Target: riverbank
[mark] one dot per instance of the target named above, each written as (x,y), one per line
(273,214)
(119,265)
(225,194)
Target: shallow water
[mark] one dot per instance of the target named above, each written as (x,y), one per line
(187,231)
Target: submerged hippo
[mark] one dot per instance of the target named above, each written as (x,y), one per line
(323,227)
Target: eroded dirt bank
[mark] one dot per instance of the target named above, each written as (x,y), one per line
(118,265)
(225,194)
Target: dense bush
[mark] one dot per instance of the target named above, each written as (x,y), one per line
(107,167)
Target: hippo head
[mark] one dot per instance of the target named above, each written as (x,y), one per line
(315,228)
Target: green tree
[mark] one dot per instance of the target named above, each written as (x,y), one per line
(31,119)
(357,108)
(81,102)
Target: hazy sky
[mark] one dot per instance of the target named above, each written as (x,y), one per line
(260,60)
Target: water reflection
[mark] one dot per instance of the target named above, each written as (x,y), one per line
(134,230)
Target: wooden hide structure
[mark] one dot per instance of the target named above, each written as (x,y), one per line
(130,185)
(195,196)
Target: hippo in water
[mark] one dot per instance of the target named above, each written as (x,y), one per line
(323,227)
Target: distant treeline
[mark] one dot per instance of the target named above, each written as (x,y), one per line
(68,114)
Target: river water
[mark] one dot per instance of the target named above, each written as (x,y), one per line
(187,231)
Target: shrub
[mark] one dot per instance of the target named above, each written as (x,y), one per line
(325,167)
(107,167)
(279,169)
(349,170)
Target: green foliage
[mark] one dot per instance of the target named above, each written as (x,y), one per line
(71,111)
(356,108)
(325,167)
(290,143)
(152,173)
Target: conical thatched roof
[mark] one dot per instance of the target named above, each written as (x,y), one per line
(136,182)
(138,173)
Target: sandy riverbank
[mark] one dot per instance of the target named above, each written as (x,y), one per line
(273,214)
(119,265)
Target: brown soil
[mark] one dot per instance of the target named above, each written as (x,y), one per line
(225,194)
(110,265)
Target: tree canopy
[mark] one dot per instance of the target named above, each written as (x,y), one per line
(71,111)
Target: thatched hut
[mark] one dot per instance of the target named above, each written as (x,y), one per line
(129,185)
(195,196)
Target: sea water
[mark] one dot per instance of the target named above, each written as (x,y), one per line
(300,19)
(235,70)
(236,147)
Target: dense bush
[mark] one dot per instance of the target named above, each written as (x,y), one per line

→ JOB
Swap "brown soil" for "red soil" and give the records again starting at the line containing "Target: shrub" and ending at the end of the records, with everything else unchanged.

→ SOLVED PROBLEM
Target: shrub
[mark] one dot per instance of the target named above, each written as (x,y), one per line
(325,167)
(107,167)
(279,169)
(349,170)
Target: green foliage
[mark] one dot per instance of the target named above, each written as (x,y), one per line
(71,111)
(356,108)
(325,167)
(290,143)
(152,173)
Target: conical thatched roof
[mark] one dot per instance of the target named above, each written as (x,y), one per line
(136,182)
(138,173)
Target: sandy riverbank
[mark] one dot per instance of the target named above, each written as (x,y), one per line
(273,214)
(119,265)
Target: red soil
[mark] one dot per instance of the target named above, each written as (x,y), one per line
(225,194)
(110,265)
Target: tree canopy
[mark] one dot per instance of the target named above, each written as (x,y), one per line
(71,111)
Target: thatched hut
[mark] one dot per instance of the target named above, each written as (x,y), one per line
(129,185)
(195,196)
Target: sea water
[mark] one dot per instance of the target named above, each written as (x,y), one per line
(300,19)
(235,70)
(236,147)
Target: dense bush
[mark] one dot per instance of the target named above, each written as (x,y), one per line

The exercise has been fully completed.